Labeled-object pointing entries
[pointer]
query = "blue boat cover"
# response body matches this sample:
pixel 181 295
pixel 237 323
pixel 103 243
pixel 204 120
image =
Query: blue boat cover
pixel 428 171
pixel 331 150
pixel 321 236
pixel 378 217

-- PROBLEM DESCRIPTION --
Set down the lines above again, word for word.

-- FINAL RESULT --
[pointer]
query = "blue boat cover"
# response body matches this sample:
pixel 181 295
pixel 237 323
pixel 103 243
pixel 204 120
image =
Query: blue boat cover
pixel 428 171
pixel 331 150
pixel 321 236
pixel 378 217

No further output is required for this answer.